**WHAT TO WORK ON:**
(1) Answer these questions using the editorial on the Billy Smolinski case:
(a) On what date and from what city did Billy Smolinski vanish?
(b) How many articles has the author's team written about the case over the past four years?
(c) Who wrote the Newsweek article that referenced Billy's case, and in what month and year did it appear?
(2) The editorial on the Billy Smolinski case summarizes the case in one paragraph. List everything that paragraph says the family encountered while fighting to learn what happened to him.
(3) Pick up the editorial on the Billy Smolinski case after its final sentence and keep writing it.

**PROVIDED TEXT:**
Begin

(The following is an editorial. The opinions discussed are solely those of its author, and do not necessarily reflect those of the family, law enforcement, or any other person, organization or entity).
(VNO) — Here we go again.
Another anniversary, another article, and another set of tips.
Another round of reporting them to law enforcement, only for the leads to be ignored.
And yet another year where the Smolinski family fights to be heard, fights to find Billy, and fights to prosecute those responsible for his presumed death.
If you are unfamiliar with the case of missing William “Billy” Smolinski, Jr., feel free to get caught up in one of the sixteen articles our team has written over the past four years. There were a few other pieces when I worked for Missing Persons News, as well as two radio interviews, a video, and one very aggressive petition aimed at overturning one of the most idiotic verdicts to ever hit the missing persons’ arena.
No, seriously. It was ridiculous. This family was sued for hanging missing persons’ flyers on public property because it made a certain someone “uncomfortable”. Whatever.
In the meantime, here’s the meat & potatoes of Billy Smolinski’s case:
Thirty-one-year-old William “Billy” Smolinski, Jr., vanished on August 24, 2004, from Waterbury, Connecticut, just days after a break-up with his then-girlfriend. For more than a decade, his family has been fighting to find out what happened to him, while encountering road blocks, a lawsuit, arrest, and false leads regarding Billy’s whereabouts. A man named Chad Hanson spent two years in jail, after leading police on a series of wild goose chases: wasting tax-payer dollars, the time and energy of law enforcement, and raising – and dashing – the hopes of a family whose only objective is to find their missing loved one.
As I’ve said before, the case of Billy Smolinski has been wrong from the very start. The advocates know it’s wrong, the searchers know it’s wrong, and the lawyers know it’s wrong. In an August 2014 Newsweek article, Senior Writer Alexander Nazaryan referenced Billy’s case as part of a “silent mass disaster”. If you want an in-depth look at what the families of the missing endure, Nazaryan’s article is a must-read.

End

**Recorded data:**
Begin

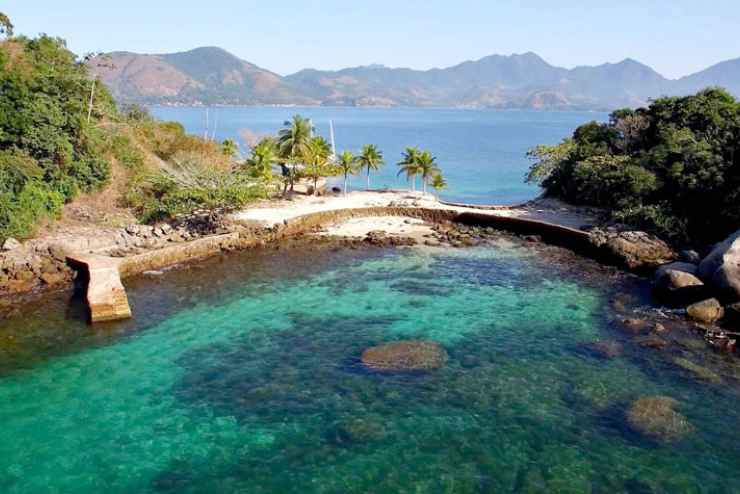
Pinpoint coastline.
[0,191,736,358]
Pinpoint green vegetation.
[398,147,447,194]
[527,88,740,243]
[0,29,118,239]
[0,13,271,233]
[357,144,385,190]
[0,13,450,241]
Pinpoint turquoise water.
[0,240,740,494]
[152,107,607,204]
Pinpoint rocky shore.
[0,193,740,353]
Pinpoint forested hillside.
[0,30,264,242]
[529,89,740,243]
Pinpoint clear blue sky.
[0,0,740,77]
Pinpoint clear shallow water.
[0,242,740,494]
[152,107,608,204]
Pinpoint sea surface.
[0,237,740,494]
[152,107,608,204]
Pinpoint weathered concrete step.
[67,254,131,322]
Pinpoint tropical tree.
[416,151,439,194]
[337,151,360,195]
[431,173,447,200]
[357,144,385,190]
[0,12,13,38]
[245,137,279,183]
[398,147,422,191]
[303,136,334,195]
[277,115,314,192]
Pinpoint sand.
[232,191,596,229]
[320,216,433,242]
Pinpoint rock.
[654,262,707,306]
[590,230,676,270]
[329,417,386,446]
[48,244,67,262]
[673,357,722,384]
[621,318,652,333]
[686,298,725,324]
[678,250,701,265]
[586,340,624,359]
[627,396,694,442]
[632,334,668,350]
[41,273,67,286]
[3,237,21,251]
[725,302,740,329]
[361,340,447,372]
[699,230,740,303]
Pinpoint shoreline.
[0,191,736,358]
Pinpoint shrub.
[527,88,740,243]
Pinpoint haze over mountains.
[91,47,740,110]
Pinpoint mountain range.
[89,47,740,110]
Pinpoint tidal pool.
[0,240,740,494]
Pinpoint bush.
[527,88,740,243]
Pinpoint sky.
[0,0,740,78]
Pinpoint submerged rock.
[590,230,676,270]
[586,340,624,359]
[362,340,447,372]
[686,298,725,324]
[673,357,722,384]
[329,417,386,446]
[632,334,669,350]
[654,262,706,305]
[627,396,694,442]
[699,230,740,302]
[621,318,652,333]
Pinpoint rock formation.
[362,340,447,372]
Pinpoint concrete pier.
[67,254,131,323]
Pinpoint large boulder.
[654,262,707,306]
[590,230,676,270]
[686,298,725,324]
[362,340,447,372]
[699,230,740,302]
[627,396,694,442]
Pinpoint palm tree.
[398,147,421,190]
[337,151,360,196]
[357,144,385,190]
[278,115,314,191]
[303,136,332,195]
[244,137,279,182]
[416,151,439,194]
[431,173,447,201]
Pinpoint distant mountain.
[91,48,740,110]
[90,47,318,105]
[676,58,740,95]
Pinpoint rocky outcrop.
[699,230,740,303]
[627,396,694,442]
[673,357,722,384]
[686,298,725,324]
[2,237,21,251]
[590,229,677,270]
[361,340,447,372]
[654,262,707,306]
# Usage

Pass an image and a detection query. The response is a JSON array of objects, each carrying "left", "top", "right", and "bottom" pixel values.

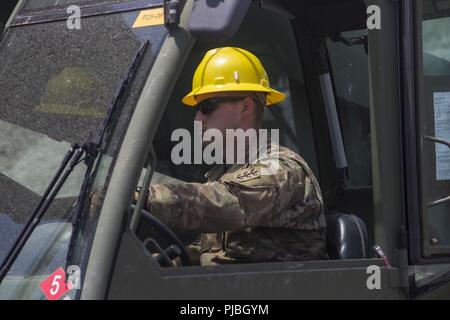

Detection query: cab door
[{"left": 403, "top": 0, "right": 450, "bottom": 298}]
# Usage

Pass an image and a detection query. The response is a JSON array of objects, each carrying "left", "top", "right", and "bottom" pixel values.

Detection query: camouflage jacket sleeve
[{"left": 147, "top": 159, "right": 322, "bottom": 233}]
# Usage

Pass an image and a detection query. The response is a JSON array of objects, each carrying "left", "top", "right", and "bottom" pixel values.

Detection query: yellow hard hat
[{"left": 182, "top": 47, "right": 286, "bottom": 106}]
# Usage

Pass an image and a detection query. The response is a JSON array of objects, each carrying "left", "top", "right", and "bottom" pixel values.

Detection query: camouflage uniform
[{"left": 146, "top": 147, "right": 327, "bottom": 265}]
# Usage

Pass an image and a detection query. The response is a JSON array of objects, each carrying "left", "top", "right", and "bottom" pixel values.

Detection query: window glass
[
  {"left": 418, "top": 0, "right": 450, "bottom": 252},
  {"left": 327, "top": 30, "right": 372, "bottom": 187}
]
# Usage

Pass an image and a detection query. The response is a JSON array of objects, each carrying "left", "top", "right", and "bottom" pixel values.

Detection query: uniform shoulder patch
[{"left": 234, "top": 167, "right": 261, "bottom": 182}]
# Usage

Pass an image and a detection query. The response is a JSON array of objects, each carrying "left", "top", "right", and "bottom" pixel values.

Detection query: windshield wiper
[
  {"left": 66, "top": 41, "right": 149, "bottom": 265},
  {"left": 0, "top": 41, "right": 149, "bottom": 283}
]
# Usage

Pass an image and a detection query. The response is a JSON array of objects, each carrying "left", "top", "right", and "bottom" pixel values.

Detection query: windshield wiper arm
[
  {"left": 66, "top": 41, "right": 149, "bottom": 265},
  {"left": 0, "top": 144, "right": 84, "bottom": 283},
  {"left": 0, "top": 41, "right": 149, "bottom": 283}
]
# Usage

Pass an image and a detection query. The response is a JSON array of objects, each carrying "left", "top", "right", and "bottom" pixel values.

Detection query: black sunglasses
[{"left": 195, "top": 97, "right": 245, "bottom": 116}]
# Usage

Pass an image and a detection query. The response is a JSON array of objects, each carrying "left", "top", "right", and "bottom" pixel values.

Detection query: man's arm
[{"left": 142, "top": 159, "right": 321, "bottom": 233}]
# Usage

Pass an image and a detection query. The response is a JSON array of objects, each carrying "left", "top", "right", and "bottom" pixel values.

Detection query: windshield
[{"left": 0, "top": 1, "right": 167, "bottom": 299}]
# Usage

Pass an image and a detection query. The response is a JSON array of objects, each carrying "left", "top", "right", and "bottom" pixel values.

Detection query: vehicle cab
[{"left": 0, "top": 0, "right": 450, "bottom": 299}]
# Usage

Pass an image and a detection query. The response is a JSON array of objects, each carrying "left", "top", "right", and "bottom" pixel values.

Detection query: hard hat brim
[{"left": 181, "top": 83, "right": 286, "bottom": 107}]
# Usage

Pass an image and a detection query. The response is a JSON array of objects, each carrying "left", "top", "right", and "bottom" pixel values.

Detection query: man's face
[{"left": 195, "top": 98, "right": 243, "bottom": 136}]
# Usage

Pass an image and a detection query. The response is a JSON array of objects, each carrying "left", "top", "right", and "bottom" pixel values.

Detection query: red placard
[{"left": 39, "top": 267, "right": 70, "bottom": 300}]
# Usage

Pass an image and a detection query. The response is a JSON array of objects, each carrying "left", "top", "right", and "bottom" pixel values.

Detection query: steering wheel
[{"left": 141, "top": 209, "right": 192, "bottom": 266}]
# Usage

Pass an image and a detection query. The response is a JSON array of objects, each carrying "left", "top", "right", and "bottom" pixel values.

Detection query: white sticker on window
[{"left": 433, "top": 92, "right": 450, "bottom": 180}]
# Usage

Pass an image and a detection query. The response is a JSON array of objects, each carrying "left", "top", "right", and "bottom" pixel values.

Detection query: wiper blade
[
  {"left": 0, "top": 41, "right": 149, "bottom": 284},
  {"left": 0, "top": 144, "right": 84, "bottom": 283},
  {"left": 66, "top": 41, "right": 149, "bottom": 265}
]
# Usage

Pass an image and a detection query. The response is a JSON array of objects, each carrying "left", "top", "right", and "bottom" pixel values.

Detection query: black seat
[{"left": 325, "top": 210, "right": 368, "bottom": 259}]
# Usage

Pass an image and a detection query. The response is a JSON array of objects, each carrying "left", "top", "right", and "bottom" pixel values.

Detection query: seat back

End

**RESPONSES IN ORDER:**
(1)
(a) August 24, 2004, from Waterbury, Connecticut.
(b) Sixteen.
(c) Senior Writer Alexander Nazaryan, in August 2014.

(2)
- Road blocks
- A lawsuit
- Arrest
- False leads regarding Billy's whereabouts

(3)
So, here we sit – again – holding new leads, new tips, and new information; and no one seems to want it. Well, guess what? Billy Smolinski’s family wants it. I want it. My team wants it. And a host of Billy’s friends, extended family, loved ones, advocates, supporters, volunteers, searchers, and other families of the missing want it. And that’s a lot of people.
So, here we sit – again – with an opportunity to make a real difference in the missing persons’ arena. We, the team of Victims News Online, with the blessing of Billy Smolinski’s family, have launched a new petition on behalf of this case.
This petition is addressed to Connecticut’s Attorney General, George Jepsen, with two specific objectives: 1) please assign a special task force to this case; 2) call for a Federal Grand Jury to hear this case.
According to his website, as the “public’s lawyer”, Jepsen has an obligation to “defend the state’s laws”. And in my opinion – and in the opinion of thousands of others – that is not happening in Waterbury, CT.
It is time for the families of the missing, the advocates, volunteers, searchers, poster partners, reporters, and victims to sign this petition – so that when YOUR case continues to receive tips 12 years later, they are actually investigated.
You may sign the petition here.
There is a $60,000 reward being offered for the whereabouts of Billy Smolinski. The tip line number is (203) 530-9135.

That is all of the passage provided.